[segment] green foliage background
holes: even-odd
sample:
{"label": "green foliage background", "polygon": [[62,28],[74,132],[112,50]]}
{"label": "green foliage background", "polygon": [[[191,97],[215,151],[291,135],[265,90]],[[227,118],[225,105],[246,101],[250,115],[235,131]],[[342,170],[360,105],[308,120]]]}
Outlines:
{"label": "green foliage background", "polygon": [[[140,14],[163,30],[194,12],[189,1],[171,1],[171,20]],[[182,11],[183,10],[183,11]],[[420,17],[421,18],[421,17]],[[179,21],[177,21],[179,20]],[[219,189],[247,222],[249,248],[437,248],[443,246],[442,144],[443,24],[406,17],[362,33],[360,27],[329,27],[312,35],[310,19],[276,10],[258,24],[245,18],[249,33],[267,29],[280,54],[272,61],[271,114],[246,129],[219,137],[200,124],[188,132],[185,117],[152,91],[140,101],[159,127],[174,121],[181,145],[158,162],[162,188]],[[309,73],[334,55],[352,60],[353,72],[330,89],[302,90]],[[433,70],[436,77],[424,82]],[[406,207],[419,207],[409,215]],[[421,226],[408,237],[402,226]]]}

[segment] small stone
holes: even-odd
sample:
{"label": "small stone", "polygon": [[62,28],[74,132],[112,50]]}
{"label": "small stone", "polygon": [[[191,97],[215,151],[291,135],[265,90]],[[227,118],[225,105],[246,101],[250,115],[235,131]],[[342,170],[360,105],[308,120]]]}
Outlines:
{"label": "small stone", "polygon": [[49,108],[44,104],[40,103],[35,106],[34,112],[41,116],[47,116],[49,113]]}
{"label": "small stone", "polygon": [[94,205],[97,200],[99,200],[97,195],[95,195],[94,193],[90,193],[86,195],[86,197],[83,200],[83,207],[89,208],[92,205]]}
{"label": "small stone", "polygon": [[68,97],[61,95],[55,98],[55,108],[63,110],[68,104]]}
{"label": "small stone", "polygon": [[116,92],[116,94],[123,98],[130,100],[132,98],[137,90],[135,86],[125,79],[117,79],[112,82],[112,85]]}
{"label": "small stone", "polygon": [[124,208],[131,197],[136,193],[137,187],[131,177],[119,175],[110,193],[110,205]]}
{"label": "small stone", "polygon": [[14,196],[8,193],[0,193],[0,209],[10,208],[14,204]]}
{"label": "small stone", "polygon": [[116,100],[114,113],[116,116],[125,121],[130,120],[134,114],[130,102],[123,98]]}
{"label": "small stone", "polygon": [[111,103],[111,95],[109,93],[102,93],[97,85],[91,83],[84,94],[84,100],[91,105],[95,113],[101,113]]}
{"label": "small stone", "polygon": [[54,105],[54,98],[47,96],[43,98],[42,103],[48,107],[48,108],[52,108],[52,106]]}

- [Directive] Reproduce the lines word for word, starting at the one holding "[segment] small stone" and ending at the final line of the material above.

- [The result]
[segment] small stone
holes: even-odd
sample:
{"label": "small stone", "polygon": [[62,28],[74,132],[112,50]]}
{"label": "small stone", "polygon": [[[191,97],[215,151],[291,135],[265,90]],[[227,118],[225,105],[246,101],[250,115],[235,131]],[[342,170],[360,105],[308,120]]]}
Outlines:
{"label": "small stone", "polygon": [[49,108],[44,104],[40,103],[35,106],[34,112],[41,116],[47,116],[49,113]]}
{"label": "small stone", "polygon": [[94,205],[97,200],[99,200],[97,195],[95,195],[94,193],[90,193],[86,195],[86,197],[83,200],[83,207],[89,208],[92,205]]}
{"label": "small stone", "polygon": [[68,97],[61,95],[55,98],[55,108],[63,110],[68,104]]}
{"label": "small stone", "polygon": [[116,92],[116,94],[123,98],[130,100],[132,98],[137,90],[135,86],[125,79],[117,79],[112,82],[112,85]]}
{"label": "small stone", "polygon": [[124,208],[131,197],[136,193],[137,187],[131,177],[119,175],[110,193],[110,205]]}
{"label": "small stone", "polygon": [[14,196],[8,193],[0,193],[0,209],[10,208],[14,204]]}
{"label": "small stone", "polygon": [[116,100],[114,113],[116,116],[125,121],[130,120],[134,114],[130,102],[123,98]]}
{"label": "small stone", "polygon": [[111,103],[111,95],[109,93],[102,93],[97,85],[91,83],[84,94],[84,100],[91,105],[95,113],[101,113]]}
{"label": "small stone", "polygon": [[54,105],[54,98],[47,96],[43,98],[42,103],[48,107],[48,108],[52,108],[52,106]]}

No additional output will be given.